ASSIGNMENT>
Lines holding the word "rocky" must be located in the listing below and copied.

══ DATA SUPPLIED

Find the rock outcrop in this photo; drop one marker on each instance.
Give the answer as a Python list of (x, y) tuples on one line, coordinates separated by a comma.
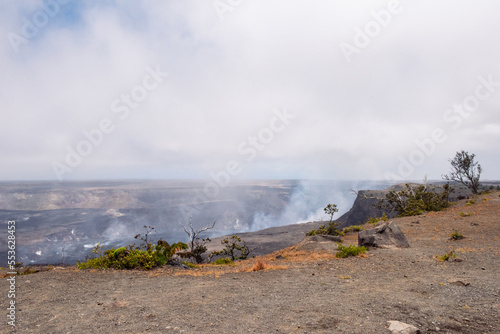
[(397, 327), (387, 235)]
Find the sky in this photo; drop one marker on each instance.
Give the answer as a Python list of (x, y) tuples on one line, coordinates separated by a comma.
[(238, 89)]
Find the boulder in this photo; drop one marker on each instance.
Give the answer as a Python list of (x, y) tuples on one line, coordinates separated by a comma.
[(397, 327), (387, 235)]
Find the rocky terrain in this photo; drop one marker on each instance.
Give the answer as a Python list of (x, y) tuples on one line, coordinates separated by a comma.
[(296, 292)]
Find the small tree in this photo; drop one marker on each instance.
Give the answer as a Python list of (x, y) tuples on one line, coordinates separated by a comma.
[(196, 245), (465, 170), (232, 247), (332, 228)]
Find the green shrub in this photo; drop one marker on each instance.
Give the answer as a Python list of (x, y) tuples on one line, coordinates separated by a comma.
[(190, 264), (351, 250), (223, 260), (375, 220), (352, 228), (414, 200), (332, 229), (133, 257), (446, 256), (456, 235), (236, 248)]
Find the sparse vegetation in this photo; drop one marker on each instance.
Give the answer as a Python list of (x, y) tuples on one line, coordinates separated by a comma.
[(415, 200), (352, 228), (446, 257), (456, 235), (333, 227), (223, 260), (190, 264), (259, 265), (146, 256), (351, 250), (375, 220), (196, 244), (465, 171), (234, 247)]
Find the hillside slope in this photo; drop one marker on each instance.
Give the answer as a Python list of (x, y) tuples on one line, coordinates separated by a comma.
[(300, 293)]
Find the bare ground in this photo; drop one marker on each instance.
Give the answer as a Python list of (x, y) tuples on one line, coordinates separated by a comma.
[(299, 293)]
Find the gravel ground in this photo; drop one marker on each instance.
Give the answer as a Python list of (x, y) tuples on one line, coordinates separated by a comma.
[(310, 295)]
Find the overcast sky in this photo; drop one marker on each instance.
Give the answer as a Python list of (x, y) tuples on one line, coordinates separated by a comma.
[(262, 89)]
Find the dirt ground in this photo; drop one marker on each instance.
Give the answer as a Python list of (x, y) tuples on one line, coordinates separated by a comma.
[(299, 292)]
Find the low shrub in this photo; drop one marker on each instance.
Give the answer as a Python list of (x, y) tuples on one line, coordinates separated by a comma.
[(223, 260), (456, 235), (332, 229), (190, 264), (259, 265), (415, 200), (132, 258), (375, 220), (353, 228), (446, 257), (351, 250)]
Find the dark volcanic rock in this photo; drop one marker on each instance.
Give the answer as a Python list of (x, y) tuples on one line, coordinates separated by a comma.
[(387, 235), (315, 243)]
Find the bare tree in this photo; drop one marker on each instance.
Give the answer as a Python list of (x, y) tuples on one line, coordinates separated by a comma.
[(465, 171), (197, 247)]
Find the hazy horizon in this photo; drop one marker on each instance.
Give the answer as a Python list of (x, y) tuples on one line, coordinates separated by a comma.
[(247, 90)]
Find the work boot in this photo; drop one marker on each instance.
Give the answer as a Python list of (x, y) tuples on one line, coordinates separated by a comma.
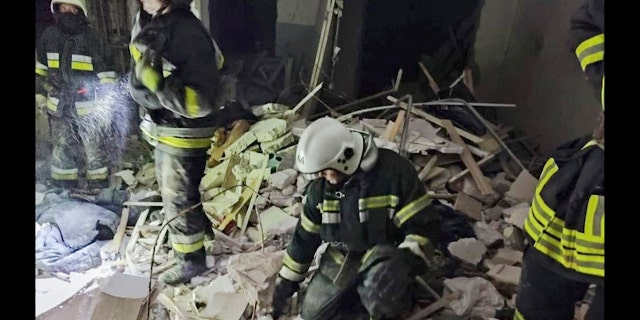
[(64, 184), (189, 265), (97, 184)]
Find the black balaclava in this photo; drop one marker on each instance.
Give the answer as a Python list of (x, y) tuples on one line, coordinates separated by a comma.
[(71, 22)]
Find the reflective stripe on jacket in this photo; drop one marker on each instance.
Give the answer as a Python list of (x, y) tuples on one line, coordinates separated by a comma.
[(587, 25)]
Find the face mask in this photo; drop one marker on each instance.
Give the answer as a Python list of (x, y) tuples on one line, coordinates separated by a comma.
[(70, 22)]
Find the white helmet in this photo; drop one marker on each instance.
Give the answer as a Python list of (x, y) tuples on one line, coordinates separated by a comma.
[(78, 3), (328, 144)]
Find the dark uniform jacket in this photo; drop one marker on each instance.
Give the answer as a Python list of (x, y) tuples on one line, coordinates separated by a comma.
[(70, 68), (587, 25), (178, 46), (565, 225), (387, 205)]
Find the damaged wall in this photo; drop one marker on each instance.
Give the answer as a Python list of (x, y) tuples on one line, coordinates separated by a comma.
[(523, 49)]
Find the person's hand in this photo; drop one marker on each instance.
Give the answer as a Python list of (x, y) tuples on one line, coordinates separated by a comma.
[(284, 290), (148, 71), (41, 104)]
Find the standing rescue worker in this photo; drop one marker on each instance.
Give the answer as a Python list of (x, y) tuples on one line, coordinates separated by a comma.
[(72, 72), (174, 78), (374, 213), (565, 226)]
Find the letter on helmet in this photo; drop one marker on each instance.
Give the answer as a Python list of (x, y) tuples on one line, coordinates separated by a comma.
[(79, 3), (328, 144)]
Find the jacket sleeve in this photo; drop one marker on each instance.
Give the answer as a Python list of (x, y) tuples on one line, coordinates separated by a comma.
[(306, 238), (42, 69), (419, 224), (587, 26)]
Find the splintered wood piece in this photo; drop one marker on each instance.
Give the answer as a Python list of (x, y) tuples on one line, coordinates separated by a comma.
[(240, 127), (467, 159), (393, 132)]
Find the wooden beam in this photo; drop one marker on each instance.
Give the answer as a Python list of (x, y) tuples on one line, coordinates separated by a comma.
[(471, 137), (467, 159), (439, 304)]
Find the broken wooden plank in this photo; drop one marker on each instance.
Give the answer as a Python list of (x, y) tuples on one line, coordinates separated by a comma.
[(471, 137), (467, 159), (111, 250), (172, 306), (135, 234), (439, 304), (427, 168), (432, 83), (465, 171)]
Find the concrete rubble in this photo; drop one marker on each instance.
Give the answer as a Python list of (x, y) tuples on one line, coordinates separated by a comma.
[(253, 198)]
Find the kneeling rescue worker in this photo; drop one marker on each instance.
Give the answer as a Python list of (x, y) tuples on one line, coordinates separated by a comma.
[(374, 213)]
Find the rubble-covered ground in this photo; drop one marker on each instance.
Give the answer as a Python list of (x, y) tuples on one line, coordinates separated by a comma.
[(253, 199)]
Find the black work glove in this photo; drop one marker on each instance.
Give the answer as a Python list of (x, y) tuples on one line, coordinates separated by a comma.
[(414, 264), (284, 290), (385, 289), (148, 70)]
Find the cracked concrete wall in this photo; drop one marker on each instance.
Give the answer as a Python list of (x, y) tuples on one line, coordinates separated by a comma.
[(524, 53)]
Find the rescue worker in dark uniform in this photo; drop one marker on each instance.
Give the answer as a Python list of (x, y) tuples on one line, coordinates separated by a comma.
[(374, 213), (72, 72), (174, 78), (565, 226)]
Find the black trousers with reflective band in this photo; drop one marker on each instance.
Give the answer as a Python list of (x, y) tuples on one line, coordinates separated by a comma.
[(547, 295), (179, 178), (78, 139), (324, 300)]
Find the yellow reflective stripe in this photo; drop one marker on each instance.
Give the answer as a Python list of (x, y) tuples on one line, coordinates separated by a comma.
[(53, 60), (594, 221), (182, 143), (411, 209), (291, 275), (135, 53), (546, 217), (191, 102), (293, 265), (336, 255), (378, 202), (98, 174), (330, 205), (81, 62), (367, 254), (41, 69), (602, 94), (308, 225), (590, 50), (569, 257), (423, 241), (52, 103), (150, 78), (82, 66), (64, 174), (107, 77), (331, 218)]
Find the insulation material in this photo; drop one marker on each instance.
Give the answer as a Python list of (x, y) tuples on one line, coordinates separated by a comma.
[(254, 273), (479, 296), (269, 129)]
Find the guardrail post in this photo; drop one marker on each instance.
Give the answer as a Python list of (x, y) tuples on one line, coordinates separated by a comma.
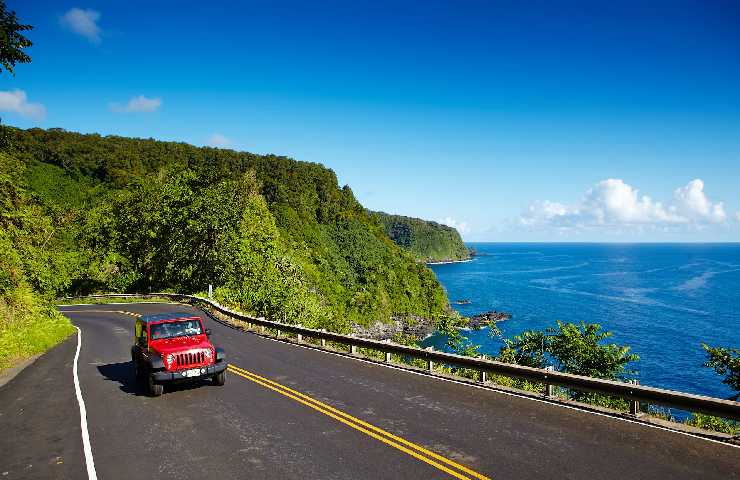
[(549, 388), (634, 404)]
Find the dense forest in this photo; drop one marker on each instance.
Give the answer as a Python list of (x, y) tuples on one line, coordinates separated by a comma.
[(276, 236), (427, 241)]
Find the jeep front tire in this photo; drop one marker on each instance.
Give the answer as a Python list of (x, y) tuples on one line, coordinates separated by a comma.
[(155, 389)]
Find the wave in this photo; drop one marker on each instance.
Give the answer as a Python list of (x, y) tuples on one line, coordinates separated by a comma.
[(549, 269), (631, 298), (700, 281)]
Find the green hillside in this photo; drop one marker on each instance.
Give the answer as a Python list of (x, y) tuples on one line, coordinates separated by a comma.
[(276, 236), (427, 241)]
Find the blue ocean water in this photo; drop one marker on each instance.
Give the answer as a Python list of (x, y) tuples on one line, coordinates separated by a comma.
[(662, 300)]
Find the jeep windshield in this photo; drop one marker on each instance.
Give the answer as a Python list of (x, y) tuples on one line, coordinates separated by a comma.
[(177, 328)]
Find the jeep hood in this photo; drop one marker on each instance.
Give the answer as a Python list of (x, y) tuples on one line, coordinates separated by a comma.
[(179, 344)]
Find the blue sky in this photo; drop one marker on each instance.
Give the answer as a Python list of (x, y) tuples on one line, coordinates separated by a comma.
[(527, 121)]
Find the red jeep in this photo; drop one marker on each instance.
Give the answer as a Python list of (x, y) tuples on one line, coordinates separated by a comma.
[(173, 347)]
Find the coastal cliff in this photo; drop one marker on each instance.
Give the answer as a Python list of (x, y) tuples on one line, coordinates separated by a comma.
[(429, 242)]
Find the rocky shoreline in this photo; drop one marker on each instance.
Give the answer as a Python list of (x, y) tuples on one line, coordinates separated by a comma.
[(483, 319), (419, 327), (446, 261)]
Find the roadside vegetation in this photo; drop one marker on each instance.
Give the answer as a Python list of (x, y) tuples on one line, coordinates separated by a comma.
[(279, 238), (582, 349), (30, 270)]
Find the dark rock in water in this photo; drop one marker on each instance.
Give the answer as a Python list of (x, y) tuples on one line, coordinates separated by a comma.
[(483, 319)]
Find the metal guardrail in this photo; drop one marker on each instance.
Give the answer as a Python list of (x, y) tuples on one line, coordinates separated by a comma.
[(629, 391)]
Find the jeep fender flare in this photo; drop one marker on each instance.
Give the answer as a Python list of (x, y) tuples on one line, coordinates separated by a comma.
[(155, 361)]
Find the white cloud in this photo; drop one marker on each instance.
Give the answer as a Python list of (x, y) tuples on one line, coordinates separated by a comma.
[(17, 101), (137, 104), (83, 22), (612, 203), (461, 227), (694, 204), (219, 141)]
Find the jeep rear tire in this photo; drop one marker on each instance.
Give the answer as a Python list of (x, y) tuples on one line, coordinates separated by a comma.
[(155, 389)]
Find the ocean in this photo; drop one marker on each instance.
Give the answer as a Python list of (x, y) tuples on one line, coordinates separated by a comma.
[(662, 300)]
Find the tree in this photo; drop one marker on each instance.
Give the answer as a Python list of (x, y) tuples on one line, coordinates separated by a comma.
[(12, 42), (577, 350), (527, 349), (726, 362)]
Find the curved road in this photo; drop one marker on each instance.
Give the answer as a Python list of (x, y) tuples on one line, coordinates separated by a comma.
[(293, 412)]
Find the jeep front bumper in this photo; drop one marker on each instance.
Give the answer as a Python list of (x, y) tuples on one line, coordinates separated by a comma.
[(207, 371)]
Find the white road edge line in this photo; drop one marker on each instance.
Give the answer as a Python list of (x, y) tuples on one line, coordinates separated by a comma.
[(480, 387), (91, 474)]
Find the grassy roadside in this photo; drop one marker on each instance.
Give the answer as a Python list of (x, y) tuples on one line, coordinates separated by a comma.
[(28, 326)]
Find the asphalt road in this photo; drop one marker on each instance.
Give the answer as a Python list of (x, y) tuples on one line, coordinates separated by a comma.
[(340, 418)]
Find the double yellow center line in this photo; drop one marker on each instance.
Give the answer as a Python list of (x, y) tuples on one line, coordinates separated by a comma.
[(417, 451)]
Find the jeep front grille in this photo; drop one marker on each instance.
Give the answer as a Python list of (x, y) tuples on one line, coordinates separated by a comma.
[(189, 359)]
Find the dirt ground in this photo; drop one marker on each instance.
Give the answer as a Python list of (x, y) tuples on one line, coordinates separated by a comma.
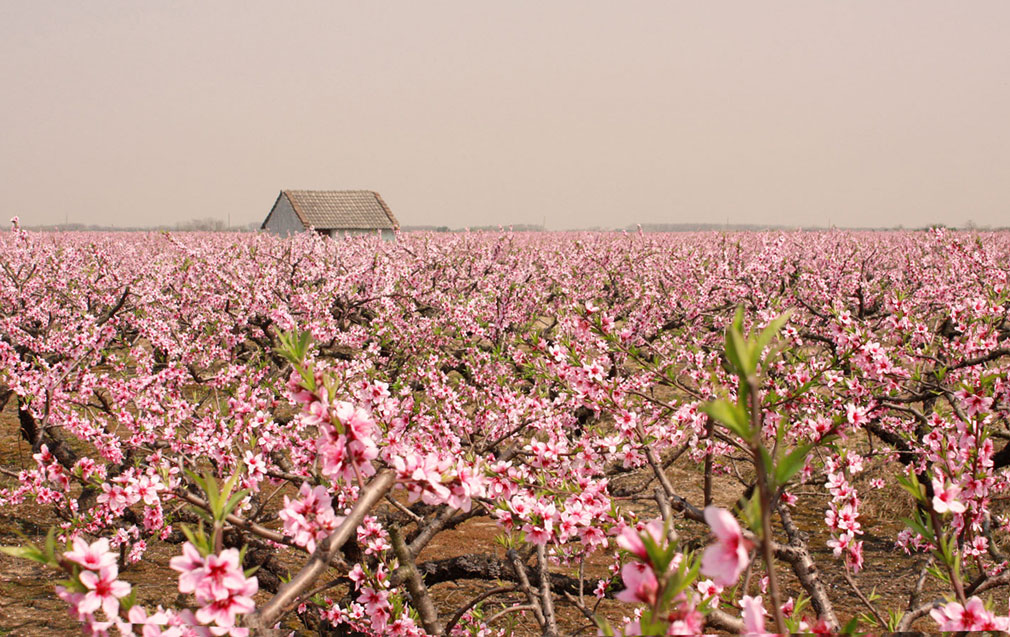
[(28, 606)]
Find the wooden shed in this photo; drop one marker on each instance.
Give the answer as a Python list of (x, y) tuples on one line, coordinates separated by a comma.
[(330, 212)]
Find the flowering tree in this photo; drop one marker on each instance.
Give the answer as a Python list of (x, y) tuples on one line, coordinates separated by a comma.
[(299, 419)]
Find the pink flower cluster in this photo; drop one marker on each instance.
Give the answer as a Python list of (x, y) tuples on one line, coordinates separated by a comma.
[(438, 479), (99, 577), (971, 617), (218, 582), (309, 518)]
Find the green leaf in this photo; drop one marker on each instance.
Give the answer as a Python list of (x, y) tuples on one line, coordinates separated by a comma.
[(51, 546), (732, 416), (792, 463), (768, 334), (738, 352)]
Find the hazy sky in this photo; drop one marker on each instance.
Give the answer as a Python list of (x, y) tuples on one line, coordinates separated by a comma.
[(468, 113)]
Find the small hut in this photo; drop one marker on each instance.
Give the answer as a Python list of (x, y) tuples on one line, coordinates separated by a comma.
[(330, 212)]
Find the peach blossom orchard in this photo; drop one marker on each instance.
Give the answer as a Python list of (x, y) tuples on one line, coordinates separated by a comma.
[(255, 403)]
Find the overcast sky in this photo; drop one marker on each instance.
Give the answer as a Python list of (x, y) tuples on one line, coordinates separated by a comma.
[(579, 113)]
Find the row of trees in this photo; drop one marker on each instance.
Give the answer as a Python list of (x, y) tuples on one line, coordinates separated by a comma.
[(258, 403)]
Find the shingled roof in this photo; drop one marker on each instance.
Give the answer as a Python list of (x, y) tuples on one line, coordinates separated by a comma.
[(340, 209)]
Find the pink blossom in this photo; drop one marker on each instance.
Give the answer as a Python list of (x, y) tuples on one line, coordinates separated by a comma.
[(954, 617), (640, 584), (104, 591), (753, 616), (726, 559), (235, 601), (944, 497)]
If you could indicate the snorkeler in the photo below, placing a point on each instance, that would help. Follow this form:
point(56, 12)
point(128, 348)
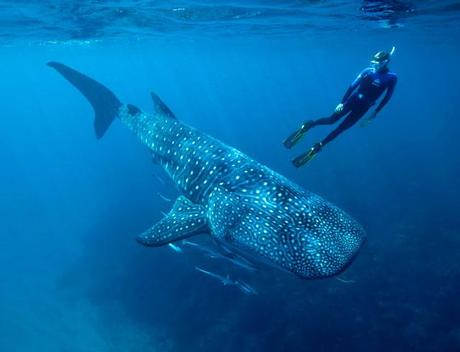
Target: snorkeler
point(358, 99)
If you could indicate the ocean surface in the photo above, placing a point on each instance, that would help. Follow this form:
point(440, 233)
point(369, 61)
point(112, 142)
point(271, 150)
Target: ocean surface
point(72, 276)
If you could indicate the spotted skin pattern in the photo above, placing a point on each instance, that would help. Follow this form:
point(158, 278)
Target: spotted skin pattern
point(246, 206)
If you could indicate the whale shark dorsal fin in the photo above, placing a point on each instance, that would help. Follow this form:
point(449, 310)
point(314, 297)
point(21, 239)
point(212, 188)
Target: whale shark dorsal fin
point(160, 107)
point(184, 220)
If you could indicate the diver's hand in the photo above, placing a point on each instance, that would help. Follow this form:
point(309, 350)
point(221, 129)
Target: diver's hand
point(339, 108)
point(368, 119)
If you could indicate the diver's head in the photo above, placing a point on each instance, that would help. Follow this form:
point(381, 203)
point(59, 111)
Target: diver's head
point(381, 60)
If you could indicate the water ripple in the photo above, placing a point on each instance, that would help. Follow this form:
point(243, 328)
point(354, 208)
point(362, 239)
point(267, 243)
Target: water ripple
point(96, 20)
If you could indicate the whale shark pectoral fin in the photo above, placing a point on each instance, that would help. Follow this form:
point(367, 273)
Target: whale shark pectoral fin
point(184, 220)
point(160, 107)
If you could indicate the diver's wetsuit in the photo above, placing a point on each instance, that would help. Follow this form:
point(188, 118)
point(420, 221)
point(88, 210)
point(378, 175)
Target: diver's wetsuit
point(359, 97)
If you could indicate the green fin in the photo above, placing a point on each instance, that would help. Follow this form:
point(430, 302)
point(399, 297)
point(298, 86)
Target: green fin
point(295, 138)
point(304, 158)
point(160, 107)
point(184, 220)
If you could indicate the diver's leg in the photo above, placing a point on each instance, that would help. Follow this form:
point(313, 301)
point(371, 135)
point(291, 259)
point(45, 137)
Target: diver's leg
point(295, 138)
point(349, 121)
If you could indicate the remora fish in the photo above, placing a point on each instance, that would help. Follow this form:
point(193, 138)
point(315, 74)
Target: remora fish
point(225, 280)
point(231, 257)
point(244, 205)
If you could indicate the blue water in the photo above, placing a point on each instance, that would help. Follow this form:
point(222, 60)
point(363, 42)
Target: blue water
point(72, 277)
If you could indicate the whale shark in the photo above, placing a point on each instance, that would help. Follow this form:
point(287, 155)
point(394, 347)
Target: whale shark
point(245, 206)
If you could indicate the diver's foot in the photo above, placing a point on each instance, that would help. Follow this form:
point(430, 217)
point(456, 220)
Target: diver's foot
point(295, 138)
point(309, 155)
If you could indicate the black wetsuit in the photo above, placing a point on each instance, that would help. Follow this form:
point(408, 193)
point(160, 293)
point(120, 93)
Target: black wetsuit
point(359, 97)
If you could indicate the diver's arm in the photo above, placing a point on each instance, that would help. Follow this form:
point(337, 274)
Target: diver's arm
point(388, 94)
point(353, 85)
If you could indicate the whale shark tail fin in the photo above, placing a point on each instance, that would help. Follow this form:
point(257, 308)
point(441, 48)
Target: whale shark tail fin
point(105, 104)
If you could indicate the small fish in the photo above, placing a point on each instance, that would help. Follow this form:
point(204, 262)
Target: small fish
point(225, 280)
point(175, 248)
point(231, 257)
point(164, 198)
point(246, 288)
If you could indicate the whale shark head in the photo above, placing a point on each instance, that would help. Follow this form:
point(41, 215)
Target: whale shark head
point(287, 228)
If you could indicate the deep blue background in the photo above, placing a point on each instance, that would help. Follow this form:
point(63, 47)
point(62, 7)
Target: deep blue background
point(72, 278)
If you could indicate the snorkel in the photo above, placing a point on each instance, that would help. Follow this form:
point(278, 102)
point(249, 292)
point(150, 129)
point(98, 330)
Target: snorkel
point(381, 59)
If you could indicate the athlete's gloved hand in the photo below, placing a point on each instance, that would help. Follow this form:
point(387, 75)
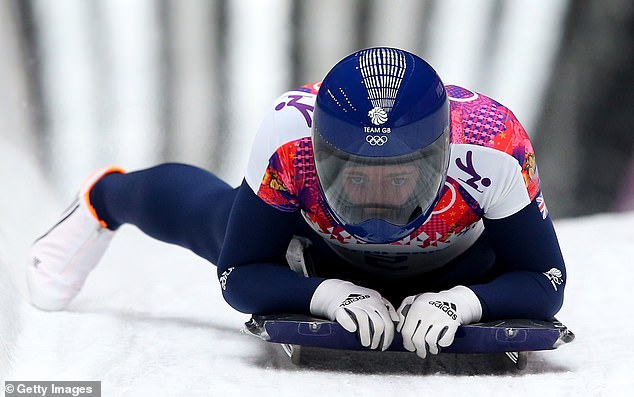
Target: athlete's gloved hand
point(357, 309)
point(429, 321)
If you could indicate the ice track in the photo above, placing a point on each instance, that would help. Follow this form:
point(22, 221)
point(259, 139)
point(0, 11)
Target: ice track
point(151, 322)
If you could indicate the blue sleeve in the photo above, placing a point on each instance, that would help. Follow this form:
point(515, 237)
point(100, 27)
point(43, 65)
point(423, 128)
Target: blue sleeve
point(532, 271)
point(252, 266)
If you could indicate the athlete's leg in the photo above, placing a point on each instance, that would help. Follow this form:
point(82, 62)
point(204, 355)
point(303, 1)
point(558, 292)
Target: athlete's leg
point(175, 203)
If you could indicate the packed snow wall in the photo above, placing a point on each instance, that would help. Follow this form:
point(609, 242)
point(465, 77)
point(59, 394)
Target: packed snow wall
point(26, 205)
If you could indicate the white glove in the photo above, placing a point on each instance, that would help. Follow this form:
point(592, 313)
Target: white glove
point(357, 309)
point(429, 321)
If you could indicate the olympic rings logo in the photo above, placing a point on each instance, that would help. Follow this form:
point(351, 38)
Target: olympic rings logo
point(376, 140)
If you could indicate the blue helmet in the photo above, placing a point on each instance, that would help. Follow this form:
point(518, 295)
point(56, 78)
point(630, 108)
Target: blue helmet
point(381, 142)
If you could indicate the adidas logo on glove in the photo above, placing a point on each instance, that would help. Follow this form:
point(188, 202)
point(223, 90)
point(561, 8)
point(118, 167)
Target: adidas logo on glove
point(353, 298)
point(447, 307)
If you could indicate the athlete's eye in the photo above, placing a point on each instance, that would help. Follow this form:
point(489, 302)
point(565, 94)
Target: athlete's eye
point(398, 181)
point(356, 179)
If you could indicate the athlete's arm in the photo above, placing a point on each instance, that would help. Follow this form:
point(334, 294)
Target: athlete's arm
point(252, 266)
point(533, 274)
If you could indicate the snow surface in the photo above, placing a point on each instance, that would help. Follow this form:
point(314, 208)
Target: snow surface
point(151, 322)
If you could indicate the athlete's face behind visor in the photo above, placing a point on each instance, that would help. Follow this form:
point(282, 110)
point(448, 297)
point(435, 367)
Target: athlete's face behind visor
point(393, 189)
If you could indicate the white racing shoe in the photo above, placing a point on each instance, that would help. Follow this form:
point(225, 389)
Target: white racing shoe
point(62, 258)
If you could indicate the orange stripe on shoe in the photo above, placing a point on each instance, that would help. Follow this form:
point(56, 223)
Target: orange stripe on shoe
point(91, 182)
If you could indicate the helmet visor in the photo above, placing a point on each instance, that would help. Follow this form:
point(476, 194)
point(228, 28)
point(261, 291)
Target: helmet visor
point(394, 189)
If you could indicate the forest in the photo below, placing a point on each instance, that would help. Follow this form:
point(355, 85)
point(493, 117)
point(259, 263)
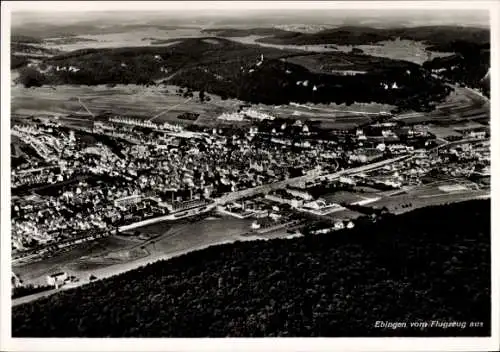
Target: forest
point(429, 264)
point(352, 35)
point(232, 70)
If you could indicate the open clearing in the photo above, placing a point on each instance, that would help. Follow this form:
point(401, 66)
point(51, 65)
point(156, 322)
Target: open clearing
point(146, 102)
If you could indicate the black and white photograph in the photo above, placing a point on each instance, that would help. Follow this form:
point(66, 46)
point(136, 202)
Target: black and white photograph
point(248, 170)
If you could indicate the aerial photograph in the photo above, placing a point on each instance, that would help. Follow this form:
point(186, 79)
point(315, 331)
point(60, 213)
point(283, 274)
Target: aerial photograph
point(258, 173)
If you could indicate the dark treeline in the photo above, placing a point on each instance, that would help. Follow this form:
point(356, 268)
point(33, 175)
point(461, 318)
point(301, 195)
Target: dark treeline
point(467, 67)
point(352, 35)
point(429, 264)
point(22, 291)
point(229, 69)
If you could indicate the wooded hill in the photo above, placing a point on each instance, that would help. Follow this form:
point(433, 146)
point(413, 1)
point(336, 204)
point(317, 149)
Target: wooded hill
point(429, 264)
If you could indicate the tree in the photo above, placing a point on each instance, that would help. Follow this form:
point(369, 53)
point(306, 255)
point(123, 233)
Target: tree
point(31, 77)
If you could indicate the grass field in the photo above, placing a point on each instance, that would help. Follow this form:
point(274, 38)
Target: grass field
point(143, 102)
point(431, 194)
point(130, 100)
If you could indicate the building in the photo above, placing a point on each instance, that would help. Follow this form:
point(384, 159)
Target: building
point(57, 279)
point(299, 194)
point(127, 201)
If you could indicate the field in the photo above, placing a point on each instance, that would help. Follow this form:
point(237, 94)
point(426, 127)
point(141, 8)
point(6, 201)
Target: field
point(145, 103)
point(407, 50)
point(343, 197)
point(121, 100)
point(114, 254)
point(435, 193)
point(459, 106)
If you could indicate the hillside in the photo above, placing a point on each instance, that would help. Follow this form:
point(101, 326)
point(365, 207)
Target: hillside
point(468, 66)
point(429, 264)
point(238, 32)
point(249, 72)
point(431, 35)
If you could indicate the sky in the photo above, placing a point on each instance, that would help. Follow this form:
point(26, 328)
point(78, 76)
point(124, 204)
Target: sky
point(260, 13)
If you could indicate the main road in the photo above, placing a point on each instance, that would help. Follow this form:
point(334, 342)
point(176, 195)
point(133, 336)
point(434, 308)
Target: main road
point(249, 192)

════

TASK RESULT>
Find the rocky terrain in this photo; drop one marker on each instance.
Find the rocky shoreline in this photo; drop one marker on each instance.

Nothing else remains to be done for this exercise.